Find every line in the entries below that contains the word "forested", and copy each of those lines.

-------

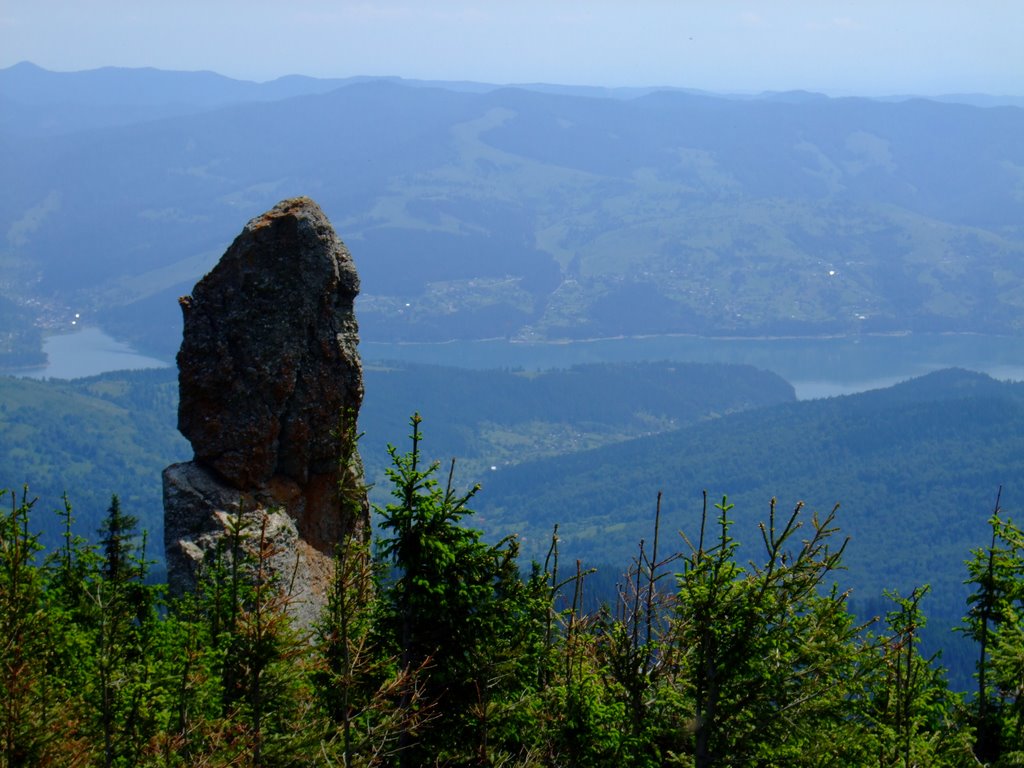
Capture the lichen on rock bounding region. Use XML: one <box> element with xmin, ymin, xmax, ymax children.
<box><xmin>164</xmin><ymin>198</ymin><xmax>369</xmax><ymax>617</ymax></box>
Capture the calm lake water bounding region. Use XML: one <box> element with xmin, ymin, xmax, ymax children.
<box><xmin>24</xmin><ymin>328</ymin><xmax>1024</xmax><ymax>399</ymax></box>
<box><xmin>19</xmin><ymin>328</ymin><xmax>170</xmax><ymax>379</ymax></box>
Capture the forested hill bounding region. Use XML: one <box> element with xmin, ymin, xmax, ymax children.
<box><xmin>477</xmin><ymin>370</ymin><xmax>1024</xmax><ymax>615</ymax></box>
<box><xmin>0</xmin><ymin>364</ymin><xmax>794</xmax><ymax>559</ymax></box>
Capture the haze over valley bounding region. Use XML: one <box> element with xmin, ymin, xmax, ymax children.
<box><xmin>0</xmin><ymin>0</ymin><xmax>1024</xmax><ymax>741</ymax></box>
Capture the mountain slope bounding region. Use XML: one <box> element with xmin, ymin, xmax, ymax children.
<box><xmin>0</xmin><ymin>68</ymin><xmax>1024</xmax><ymax>356</ymax></box>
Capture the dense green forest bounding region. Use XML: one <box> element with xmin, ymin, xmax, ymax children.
<box><xmin>0</xmin><ymin>364</ymin><xmax>794</xmax><ymax>557</ymax></box>
<box><xmin>0</xmin><ymin>364</ymin><xmax>1024</xmax><ymax>690</ymax></box>
<box><xmin>0</xmin><ymin>417</ymin><xmax>1024</xmax><ymax>768</ymax></box>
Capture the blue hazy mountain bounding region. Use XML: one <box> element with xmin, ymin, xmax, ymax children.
<box><xmin>0</xmin><ymin>65</ymin><xmax>1024</xmax><ymax>364</ymax></box>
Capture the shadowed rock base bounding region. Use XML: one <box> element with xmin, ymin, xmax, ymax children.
<box><xmin>164</xmin><ymin>198</ymin><xmax>369</xmax><ymax>625</ymax></box>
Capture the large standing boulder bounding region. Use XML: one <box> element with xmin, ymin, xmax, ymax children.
<box><xmin>164</xmin><ymin>198</ymin><xmax>369</xmax><ymax>622</ymax></box>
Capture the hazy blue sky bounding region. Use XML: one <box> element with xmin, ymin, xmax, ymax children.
<box><xmin>0</xmin><ymin>0</ymin><xmax>1024</xmax><ymax>95</ymax></box>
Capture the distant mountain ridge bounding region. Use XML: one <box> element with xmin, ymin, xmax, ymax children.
<box><xmin>0</xmin><ymin>65</ymin><xmax>1024</xmax><ymax>357</ymax></box>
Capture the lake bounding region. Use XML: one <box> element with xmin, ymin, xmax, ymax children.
<box><xmin>359</xmin><ymin>334</ymin><xmax>1024</xmax><ymax>399</ymax></box>
<box><xmin>23</xmin><ymin>328</ymin><xmax>1024</xmax><ymax>399</ymax></box>
<box><xmin>18</xmin><ymin>328</ymin><xmax>170</xmax><ymax>379</ymax></box>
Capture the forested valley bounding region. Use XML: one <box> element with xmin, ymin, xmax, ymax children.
<box><xmin>0</xmin><ymin>364</ymin><xmax>1024</xmax><ymax>766</ymax></box>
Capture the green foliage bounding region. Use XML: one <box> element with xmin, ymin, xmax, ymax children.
<box><xmin>6</xmin><ymin>416</ymin><xmax>1024</xmax><ymax>768</ymax></box>
<box><xmin>963</xmin><ymin>489</ymin><xmax>1024</xmax><ymax>765</ymax></box>
<box><xmin>379</xmin><ymin>415</ymin><xmax>541</xmax><ymax>765</ymax></box>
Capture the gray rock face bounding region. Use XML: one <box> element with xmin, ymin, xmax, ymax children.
<box><xmin>164</xmin><ymin>198</ymin><xmax>369</xmax><ymax>626</ymax></box>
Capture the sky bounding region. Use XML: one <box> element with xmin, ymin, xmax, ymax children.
<box><xmin>0</xmin><ymin>0</ymin><xmax>1024</xmax><ymax>95</ymax></box>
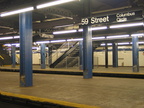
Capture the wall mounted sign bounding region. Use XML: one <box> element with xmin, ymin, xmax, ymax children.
<box><xmin>81</xmin><ymin>11</ymin><xmax>143</xmax><ymax>25</ymax></box>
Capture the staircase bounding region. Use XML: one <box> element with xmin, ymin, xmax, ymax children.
<box><xmin>0</xmin><ymin>45</ymin><xmax>12</xmax><ymax>65</ymax></box>
<box><xmin>50</xmin><ymin>42</ymin><xmax>79</xmax><ymax>68</ymax></box>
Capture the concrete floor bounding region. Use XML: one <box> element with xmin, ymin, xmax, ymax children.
<box><xmin>0</xmin><ymin>72</ymin><xmax>144</xmax><ymax>108</ymax></box>
<box><xmin>0</xmin><ymin>65</ymin><xmax>144</xmax><ymax>73</ymax></box>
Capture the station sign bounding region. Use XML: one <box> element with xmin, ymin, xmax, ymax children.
<box><xmin>81</xmin><ymin>11</ymin><xmax>143</xmax><ymax>25</ymax></box>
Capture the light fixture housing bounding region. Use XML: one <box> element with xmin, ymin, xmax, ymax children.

-------

Result of this exercise:
Capture the forested hill bounding region. Use XML: one <box> element with xmin, ymin, xmax, ymax children.
Capture the forested valley bounding region. Use XML: one <box> element with xmin, ymin, xmax, ymax children.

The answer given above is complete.